WORK TO DO:
1. In the piece about Brian Harris at Cardiff City, which club was Harris signed from in 1966?
2. Extend the piece about Brian Harris at Cardiff City, picking up after its final sentence.

DOCUMENT SEGMENT:
--- START ---

City fans of a certain age have all sorts of theories as to why we went from being promotion challengers in 70/71 to relegation scrappers for most of the following fifteen years, but the one that we never adequately replaced Brian Harris is not one of the more popular ones. One of my old school friends, who still follows City home and away, used to call Brian Harris “The Fox” and seldom was a nickname more appropriate – he was a very clever and cunning footballer! Harris, who was signed from Everton in 1966 at the age of thirty one, played over three hundred times for the Merseyside club and must have been some player in his prime because, right up until he left us five years later, he made marking Second Division forwards look easy.
When people talked about the great Bobby Moore (Brian Harris was probably one of several players who might have got an England cap if they hadn’t been unfortunate enough to have their careers coincide with Moore’s), they said that his perceived lack of pace was never exploited because his mind was so quick – much the same applied to Brian Harris at Cardiff. I don’t remember him as being that quick, but his anticipation, positioning and, mostly, clean tackling (like most defenders in Jimmy Scoular’s Cardiff sides, Harris could “mix it” when required) nearly always kept him one or two moves ahead of his opponents – also, Don Murray never quite looked the same player without Harris alongside him.
Therefore, even though he was now thirty four, news that Harris would miss the visit of top of the table Queens Park Rangers on 27 September 1969 was a huge blow for City particularly in view of the fact that the Londoners had scored twenty two goals in winning eight and drawing one of their first ten league matches. Thoughts of Queens Park Rangers goalscorers back in those days would inevitably centre on Rodney Marsh the maverick striker who would go on to play for England and earn a big money move to Manchester City, but with ex England forward Barry Bridges, one of the Clarke goalscoring brotherhood, Frank and midfield players like Mick Leach who certainly knew where the net was, in their ranks, QPR would have given City’s defence it’s hardest test of the season up to then even if Harris had been fit.

--- END ---

ENTRIES SUPPLIED:

--- START ---

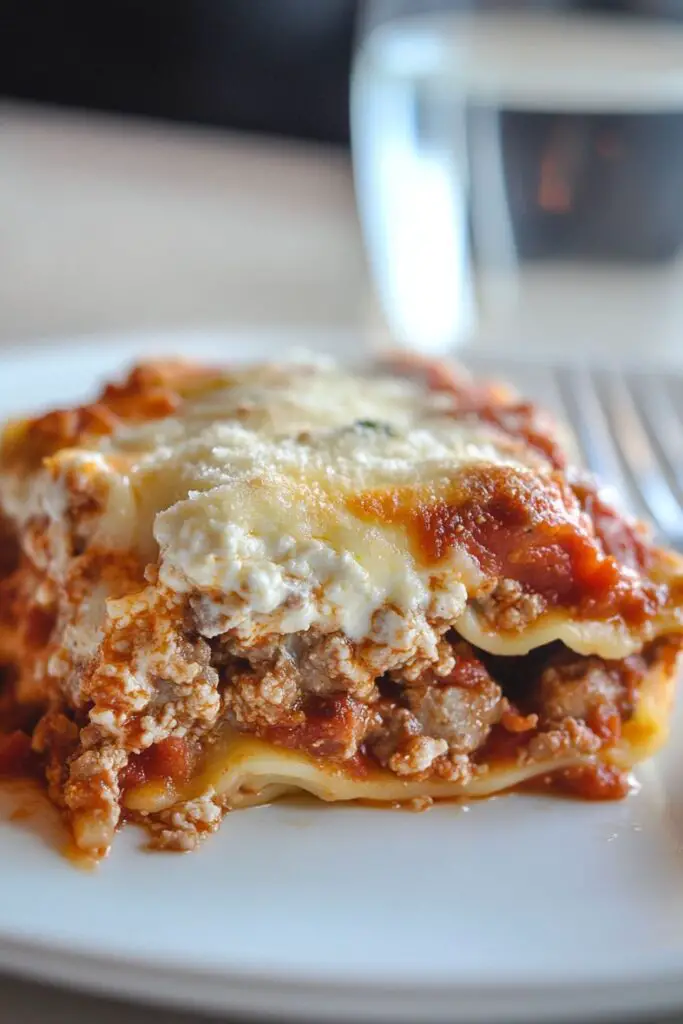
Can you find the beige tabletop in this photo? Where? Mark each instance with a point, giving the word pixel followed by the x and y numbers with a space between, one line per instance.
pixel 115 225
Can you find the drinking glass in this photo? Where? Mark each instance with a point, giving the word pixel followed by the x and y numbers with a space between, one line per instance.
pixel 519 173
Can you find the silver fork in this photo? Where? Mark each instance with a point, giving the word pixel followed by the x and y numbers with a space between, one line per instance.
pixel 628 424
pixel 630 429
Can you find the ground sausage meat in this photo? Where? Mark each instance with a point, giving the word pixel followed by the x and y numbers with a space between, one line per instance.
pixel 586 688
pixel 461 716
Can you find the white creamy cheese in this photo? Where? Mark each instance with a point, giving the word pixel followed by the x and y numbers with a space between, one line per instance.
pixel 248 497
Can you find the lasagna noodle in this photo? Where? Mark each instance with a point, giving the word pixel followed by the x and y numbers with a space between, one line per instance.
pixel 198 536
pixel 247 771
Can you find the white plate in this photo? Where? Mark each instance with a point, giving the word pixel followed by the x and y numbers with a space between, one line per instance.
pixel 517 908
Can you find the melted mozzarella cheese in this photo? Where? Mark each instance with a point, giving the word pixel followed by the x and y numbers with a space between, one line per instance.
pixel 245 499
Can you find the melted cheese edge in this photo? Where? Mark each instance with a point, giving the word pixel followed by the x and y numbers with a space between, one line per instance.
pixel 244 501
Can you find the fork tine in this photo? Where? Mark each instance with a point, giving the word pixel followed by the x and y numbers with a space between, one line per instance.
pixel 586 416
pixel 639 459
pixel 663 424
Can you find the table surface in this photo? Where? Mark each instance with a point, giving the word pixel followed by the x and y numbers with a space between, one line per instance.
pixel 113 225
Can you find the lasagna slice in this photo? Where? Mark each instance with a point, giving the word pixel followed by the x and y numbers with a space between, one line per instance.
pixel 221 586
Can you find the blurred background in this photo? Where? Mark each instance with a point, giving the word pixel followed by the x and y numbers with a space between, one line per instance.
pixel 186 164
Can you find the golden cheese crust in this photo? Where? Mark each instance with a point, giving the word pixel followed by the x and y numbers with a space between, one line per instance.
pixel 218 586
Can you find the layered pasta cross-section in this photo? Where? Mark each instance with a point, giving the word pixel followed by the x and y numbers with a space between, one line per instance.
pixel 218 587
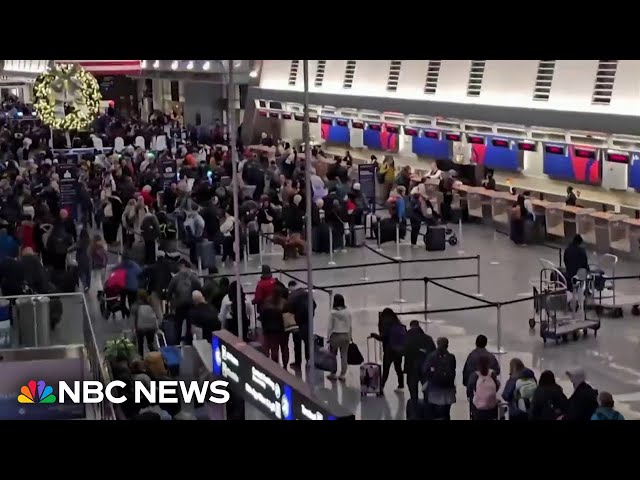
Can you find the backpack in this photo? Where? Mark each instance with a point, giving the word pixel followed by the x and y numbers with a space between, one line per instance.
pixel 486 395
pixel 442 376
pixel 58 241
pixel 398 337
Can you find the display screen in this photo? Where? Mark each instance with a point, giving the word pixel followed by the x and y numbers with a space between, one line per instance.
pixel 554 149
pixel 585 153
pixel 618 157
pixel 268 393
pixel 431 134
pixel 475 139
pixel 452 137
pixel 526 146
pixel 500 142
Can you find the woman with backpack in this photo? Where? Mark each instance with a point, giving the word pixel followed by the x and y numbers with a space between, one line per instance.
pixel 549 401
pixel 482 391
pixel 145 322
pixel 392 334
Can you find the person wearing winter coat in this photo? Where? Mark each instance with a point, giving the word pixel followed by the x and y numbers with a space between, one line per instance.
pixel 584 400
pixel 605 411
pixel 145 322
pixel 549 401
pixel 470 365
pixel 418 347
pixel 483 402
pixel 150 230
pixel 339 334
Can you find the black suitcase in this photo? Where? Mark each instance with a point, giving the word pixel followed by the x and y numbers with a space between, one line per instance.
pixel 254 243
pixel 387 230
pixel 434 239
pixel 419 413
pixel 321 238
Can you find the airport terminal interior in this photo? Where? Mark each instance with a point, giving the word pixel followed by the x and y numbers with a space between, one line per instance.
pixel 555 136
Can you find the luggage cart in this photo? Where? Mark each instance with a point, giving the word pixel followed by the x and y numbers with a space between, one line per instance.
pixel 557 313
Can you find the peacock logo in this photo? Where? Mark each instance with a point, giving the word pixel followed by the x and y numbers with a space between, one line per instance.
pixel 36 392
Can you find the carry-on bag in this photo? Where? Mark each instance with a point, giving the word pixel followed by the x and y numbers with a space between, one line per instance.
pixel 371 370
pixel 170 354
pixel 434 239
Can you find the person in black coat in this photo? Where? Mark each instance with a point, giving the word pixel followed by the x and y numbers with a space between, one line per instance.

--- END ---

ANSWERS TO THE EXERCISES:
1. Everton.

2.
Ordinarily you would have thought Steve Derrett, a usually capable and composed defender who had made his Wales debut some months earlier, would have stepped into the breach for Harris (he had been a regular during the previous season when Harris had a fairly long spell out with an injury), but instead Jimmy Scoular turned to Terry Lewis a nineteen year old from Newport who had made a couple of first team appearances at the back end of the 68/69 campaign. Furthermore, in what represented a great show of faith in the youngster, Jimmy Scoular gave the man marking job on Rodney Marsh (who was always marked man for man when QPR came to Ninian Park) to Lewis and not Dave Carver, the man usually designated to do the job.
With City having made a good start to the season (they were in sixth place going into the game), the combination of lovely, sunny weather and attractive opposition sent the Ninian Park crowd over the 30,000 mark for the first time in a league match since January 1962. The bumper gate of 30,083 remains the second biggest I have been in for a home league game and they certainly got their money’s worth as City turned on the style to win a six goal thriller.
City tore into their visitors from the start and were able to take advantage of the their errant offside trap and some dodgy keeping to put the game virtually beyond QPR after forty five minutes as John Toshack again confirmed that City had one of the hottest young properties in the game at that time on their books. Toshack benefited while the visitor’s backline stood around looking for a linesman’s flag which was not raised for one of his two goals and, with the consistent Peter King also finding the net, Terry Venables’ penalty in reply still left the shell shocked QPR side with a two goal deficit.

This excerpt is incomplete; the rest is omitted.